Excerpts from location labeling data:

● ● ● ● ●

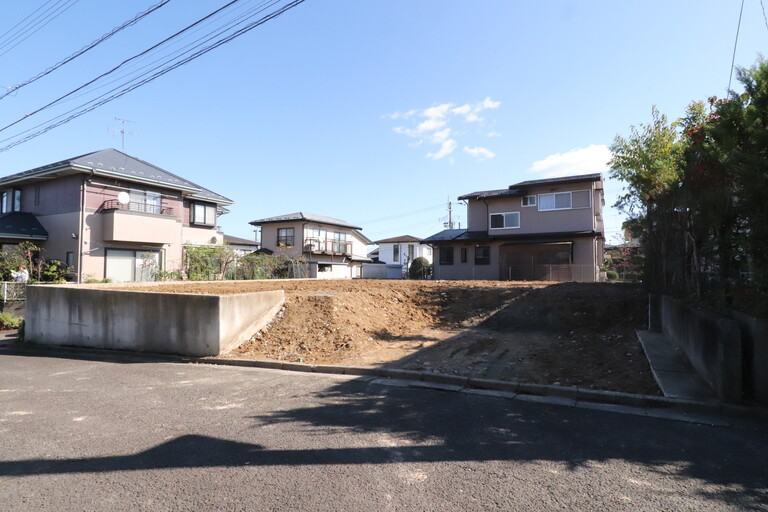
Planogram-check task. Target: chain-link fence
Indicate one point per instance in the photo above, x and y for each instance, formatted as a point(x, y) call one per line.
point(13, 291)
point(561, 273)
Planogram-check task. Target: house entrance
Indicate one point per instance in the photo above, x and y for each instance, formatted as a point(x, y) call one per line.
point(536, 262)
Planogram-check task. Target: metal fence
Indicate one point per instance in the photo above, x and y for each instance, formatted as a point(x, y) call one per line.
point(561, 273)
point(13, 291)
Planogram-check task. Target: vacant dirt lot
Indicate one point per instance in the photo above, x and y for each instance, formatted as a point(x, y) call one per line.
point(548, 333)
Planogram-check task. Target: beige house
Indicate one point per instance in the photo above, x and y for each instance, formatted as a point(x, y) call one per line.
point(334, 248)
point(550, 229)
point(109, 215)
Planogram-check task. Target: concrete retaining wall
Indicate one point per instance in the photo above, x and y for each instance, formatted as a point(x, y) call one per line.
point(711, 342)
point(171, 323)
point(740, 349)
point(754, 339)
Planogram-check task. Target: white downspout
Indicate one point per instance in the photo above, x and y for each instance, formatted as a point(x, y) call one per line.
point(81, 232)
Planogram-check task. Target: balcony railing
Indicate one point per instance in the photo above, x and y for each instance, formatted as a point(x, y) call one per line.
point(152, 209)
point(319, 246)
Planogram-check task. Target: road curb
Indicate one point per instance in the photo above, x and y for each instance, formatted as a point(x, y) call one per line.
point(615, 401)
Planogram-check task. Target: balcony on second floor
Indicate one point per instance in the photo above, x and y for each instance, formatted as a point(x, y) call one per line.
point(139, 222)
point(138, 207)
point(328, 246)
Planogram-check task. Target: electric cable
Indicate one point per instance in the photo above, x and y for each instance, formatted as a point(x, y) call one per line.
point(47, 19)
point(138, 17)
point(88, 108)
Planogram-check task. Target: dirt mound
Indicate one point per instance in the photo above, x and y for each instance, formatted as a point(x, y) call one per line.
point(549, 333)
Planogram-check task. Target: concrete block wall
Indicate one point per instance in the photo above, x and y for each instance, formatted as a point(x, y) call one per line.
point(171, 323)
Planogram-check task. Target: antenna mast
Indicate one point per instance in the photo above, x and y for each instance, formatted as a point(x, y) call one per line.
point(123, 132)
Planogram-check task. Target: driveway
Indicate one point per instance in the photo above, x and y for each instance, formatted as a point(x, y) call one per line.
point(131, 434)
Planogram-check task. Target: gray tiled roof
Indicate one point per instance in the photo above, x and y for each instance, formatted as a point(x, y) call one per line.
point(21, 225)
point(398, 239)
point(446, 234)
point(519, 189)
point(111, 162)
point(462, 235)
point(308, 217)
point(559, 181)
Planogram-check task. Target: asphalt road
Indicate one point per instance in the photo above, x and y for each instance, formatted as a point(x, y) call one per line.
point(134, 435)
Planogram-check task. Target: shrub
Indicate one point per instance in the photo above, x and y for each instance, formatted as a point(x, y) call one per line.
point(420, 268)
point(8, 321)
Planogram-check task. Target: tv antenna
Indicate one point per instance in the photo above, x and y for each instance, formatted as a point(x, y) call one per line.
point(122, 131)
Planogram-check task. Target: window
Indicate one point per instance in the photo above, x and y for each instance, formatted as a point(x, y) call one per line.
point(11, 200)
point(203, 214)
point(339, 242)
point(446, 255)
point(505, 220)
point(482, 255)
point(145, 202)
point(564, 200)
point(318, 240)
point(285, 237)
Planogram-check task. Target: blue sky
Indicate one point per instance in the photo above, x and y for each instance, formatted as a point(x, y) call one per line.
point(378, 112)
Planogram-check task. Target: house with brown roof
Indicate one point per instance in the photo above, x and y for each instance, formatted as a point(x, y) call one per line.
point(549, 229)
point(109, 215)
point(402, 250)
point(333, 248)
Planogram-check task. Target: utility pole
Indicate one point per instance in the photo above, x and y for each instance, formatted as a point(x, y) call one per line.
point(449, 224)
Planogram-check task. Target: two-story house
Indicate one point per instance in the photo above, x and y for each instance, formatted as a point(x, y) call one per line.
point(549, 229)
point(334, 248)
point(402, 250)
point(108, 215)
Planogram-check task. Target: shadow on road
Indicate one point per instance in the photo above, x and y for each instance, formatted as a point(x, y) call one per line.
point(437, 427)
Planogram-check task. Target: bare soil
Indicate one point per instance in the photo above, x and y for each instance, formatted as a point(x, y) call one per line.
point(571, 334)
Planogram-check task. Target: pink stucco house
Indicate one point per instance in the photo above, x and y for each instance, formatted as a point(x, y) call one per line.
point(109, 215)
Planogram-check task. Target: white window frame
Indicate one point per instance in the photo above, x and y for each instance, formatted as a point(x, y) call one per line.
point(570, 200)
point(504, 217)
point(207, 210)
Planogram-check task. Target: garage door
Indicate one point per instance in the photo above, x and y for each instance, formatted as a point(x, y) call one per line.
point(535, 262)
point(125, 265)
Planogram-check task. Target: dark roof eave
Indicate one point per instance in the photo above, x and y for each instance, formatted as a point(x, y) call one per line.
point(484, 237)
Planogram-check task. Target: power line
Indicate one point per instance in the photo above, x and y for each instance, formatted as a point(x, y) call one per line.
point(764, 17)
point(13, 89)
point(49, 17)
point(57, 100)
point(85, 108)
point(733, 60)
point(405, 214)
point(174, 55)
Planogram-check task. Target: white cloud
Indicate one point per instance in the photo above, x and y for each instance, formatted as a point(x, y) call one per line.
point(446, 148)
point(437, 112)
point(577, 161)
point(479, 153)
point(435, 126)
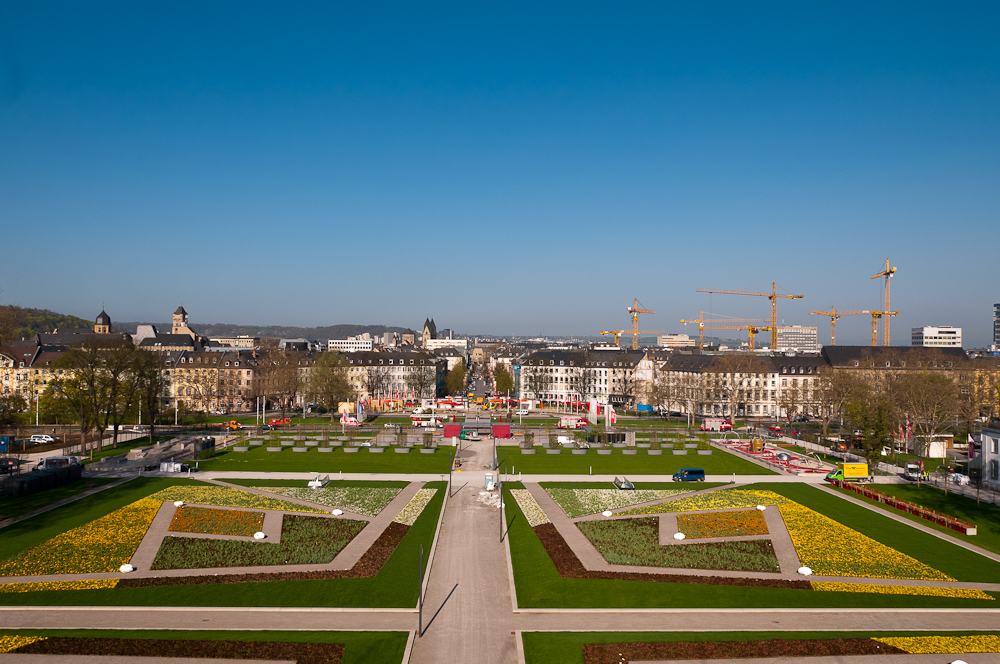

● ● ● ● ●

Turn every line of the material above into a Markdown table with the columns "Row" and "Line", numbering the rows and skipping blank lines. Leave the pictures out of the table.

Solved exercise:
| Row | Line |
|---|---|
| 1 | Planogram-check task. Target: chain-link fence |
| 2 | Indicate one point per instance in the photo above, x and y for each instance, formatted as a point(x, y) call one per line. |
| 3 | point(13, 291) |
| 4 | point(561, 273) |
| 5 | Planogram-check task. Target: house entrance |
| 6 | Indicate one point per instance in the photo above, x and y for each instance, formatted as a point(x, y) call one per line. |
| 7 | point(536, 262) |
| 8 | Planogram-check task. Target: metal fence |
| 9 | Indicate one point per instance in the photo above, x and y for each instance, formatted as a point(x, y) call one per line. |
| 10 | point(561, 273) |
| 11 | point(13, 291) |
| 12 | Planogram-check task. Target: vacant dirt lot |
| 13 | Indicate one point per instance in the photo above, x and y for each instance, formatted as a point(x, y) call one per line. |
| 14 | point(548, 333) |
| 15 | Planogram-check task. Target: beige house |
| 16 | Indicate one point per instance in the photo above, x and y for each instance, formatted as a point(x, y) call one per line. |
| 17 | point(334, 248) |
| 18 | point(550, 229) |
| 19 | point(109, 215) |
| 20 | Planogram-check task. Target: concrete retaining wall |
| 21 | Indicate one point per instance in the photo above, x and y for each instance, formatted as a point(x, y) call one per line. |
| 22 | point(711, 342) |
| 23 | point(171, 323) |
| 24 | point(740, 349) |
| 25 | point(754, 339) |
| 26 | Planogram-check task. Target: white downspout |
| 27 | Indicate one point per instance in the photo above, x and y for each instance, formatted as a point(x, y) call one per line. |
| 28 | point(81, 232) |
| 29 | Planogram-check task. Target: balcony railing |
| 30 | Indicate one point per instance in the photo above, x and y for each instance, formatted as a point(x, y) call one per line. |
| 31 | point(152, 209) |
| 32 | point(319, 246) |
| 33 | Planogram-check task. Target: road curb |
| 34 | Indicate one point per instance in the photo above, x and y for each instance, formatted as a point(x, y) call one per line. |
| 35 | point(615, 401) |
| 36 | Planogram-check task. Target: balcony on second floor |
| 37 | Indicate one point per instance in the photo above, x and y for each instance, formatted as a point(x, y) call one per line. |
| 38 | point(139, 222) |
| 39 | point(138, 207) |
| 40 | point(328, 246) |
| 41 | Planogram-check task. Target: electric cable |
| 42 | Indicate one point per instance in the photo above, x and y for each instance, formatted as a point(x, y) call one per line. |
| 43 | point(47, 19) |
| 44 | point(138, 17) |
| 45 | point(88, 108) |
| 46 | Planogram-check task. Target: dirt mound |
| 47 | Indicate one point per instance in the photo above, x and y for each instance, formatted as a point(x, y) call one per line. |
| 48 | point(549, 333) |
| 49 | Planogram-check task. Target: concrete block wall |
| 50 | Indicate one point per instance in the photo above, x and y for each instance, formatted as a point(x, y) call one per line. |
| 51 | point(171, 323) |
| 52 | Planogram-check task. Target: antenna mast |
| 53 | Indicate one point per instance in the photo above, x and y for each instance, formatted as a point(x, y) call one per line. |
| 54 | point(123, 132) |
| 55 | Planogram-check task. Target: driveway |
| 56 | Indicate one point per instance in the photo above, x and y for each instance, formatted as a point(x, y) call one per line. |
| 57 | point(131, 434) |
| 58 | Planogram-check task. Target: gray tiled roof |
| 59 | Indicate one point per instance in the photo above, x and y for each instance, formatted as a point(x, y) call one per line. |
| 60 | point(21, 225) |
| 61 | point(398, 239) |
| 62 | point(446, 234) |
| 63 | point(519, 189) |
| 64 | point(111, 162) |
| 65 | point(462, 235) |
| 66 | point(308, 217) |
| 67 | point(559, 181) |
| 68 | Planogram-check task. Target: asphalt road |
| 69 | Indicate one point per instance in the photo above, x and y for each instance, formatted as a point(x, y) call one per line. |
| 70 | point(134, 435) |
| 71 | Planogram-check task. Target: shrub |
| 72 | Indicate one point per instance in the photo above, x and y for each instance, formatted as a point(x, y) call one per line. |
| 73 | point(420, 268) |
| 74 | point(8, 321) |
| 75 | Planogram-check task. Target: tv antenna |
| 76 | Indicate one point per instance in the photo above, x and y for each instance, formatted as a point(x, y) call one per line. |
| 77 | point(122, 131) |
| 78 | Planogram-check task. Target: window |
| 79 | Indicate one point per instance in the photo above, x and y for each instance, formatted as a point(x, y) call one per line. |
| 80 | point(11, 200) |
| 81 | point(203, 214) |
| 82 | point(339, 242) |
| 83 | point(446, 255) |
| 84 | point(505, 220) |
| 85 | point(482, 255) |
| 86 | point(145, 202) |
| 87 | point(564, 200) |
| 88 | point(318, 240) |
| 89 | point(285, 237) |
| 90 | Planogram-check task. Target: blue sky |
| 91 | Indicate one point per instance in the photo above, x and y for each instance, formatted as a point(x, y) call one per line. |
| 92 | point(378, 112) |
| 93 | Planogram-check task. Target: house with brown roof |
| 94 | Indicate one point per instance in the photo above, x and y for each instance, formatted as a point(x, y) call one per line. |
| 95 | point(549, 229) |
| 96 | point(109, 215) |
| 97 | point(402, 250) |
| 98 | point(333, 248) |
| 99 | Planogram-check task. Target: utility pole |
| 100 | Indicate one point per instance in the photo above, x and y for each instance, formatted as a point(x, y) call one per line. |
| 101 | point(449, 224) |
| 102 | Planogram-check task. Target: two-story house |
| 103 | Indicate one point per instance in the photo above, x and y for each instance, formatted as a point(x, y) call one per line. |
| 104 | point(549, 229) |
| 105 | point(334, 248) |
| 106 | point(402, 250) |
| 107 | point(108, 215) |
| 108 | Planogram-check task. Target: shadow on road |
| 109 | Indicate one point per instance in the photo above, x and y for each instance, formatted as a point(x, y) call one per line. |
| 110 | point(437, 427) |
| 111 | Planogram-check task. Target: bare soil |
| 112 | Indicate one point per instance in the photo above, x and y for each instance, formatted as a point(x, y) call one per line. |
| 113 | point(571, 334) |
| 114 | Planogram-check task. Target: pink stucco house |
| 115 | Indicate one point per instance in the photo above, x and y for each instance, formatted as a point(x, y) call one per line. |
| 116 | point(109, 215) |
| 117 | Planogram-check task. Target: white window frame |
| 118 | Indicate one point per instance in the photo above, x and y for each instance, formatted as a point(x, y) call one per line. |
| 119 | point(570, 200) |
| 120 | point(504, 217) |
| 121 | point(207, 210) |
| 122 | Planogram-check task. Target: garage door |
| 123 | Indicate one point per instance in the photo above, x and y for each instance, formatted as a point(x, y) call one per line. |
| 124 | point(535, 262) |
| 125 | point(125, 265) |
| 126 | Planogram-check task. Target: dark roof eave |
| 127 | Indicate one point per instance in the photo above, x and y for each instance, formatted as a point(x, y) call one per line. |
| 128 | point(484, 237) |
| 129 | Planogram-check task. Target: power line |
| 130 | Indicate one point per instance in the photo above, x and y for each instance, formatted as a point(x, y) call one per line. |
| 131 | point(764, 17) |
| 132 | point(13, 89) |
| 133 | point(49, 17) |
| 134 | point(57, 100) |
| 135 | point(85, 108) |
| 136 | point(733, 60) |
| 137 | point(405, 214) |
| 138 | point(174, 55) |
| 139 | Planogram-check task. Target: white cloud |
| 140 | Indicate one point per instance in the photo above, x and y for each instance, formatted as a point(x, y) call one per line. |
| 141 | point(446, 148) |
| 142 | point(437, 112) |
| 143 | point(577, 161) |
| 144 | point(479, 153) |
| 145 | point(435, 126) |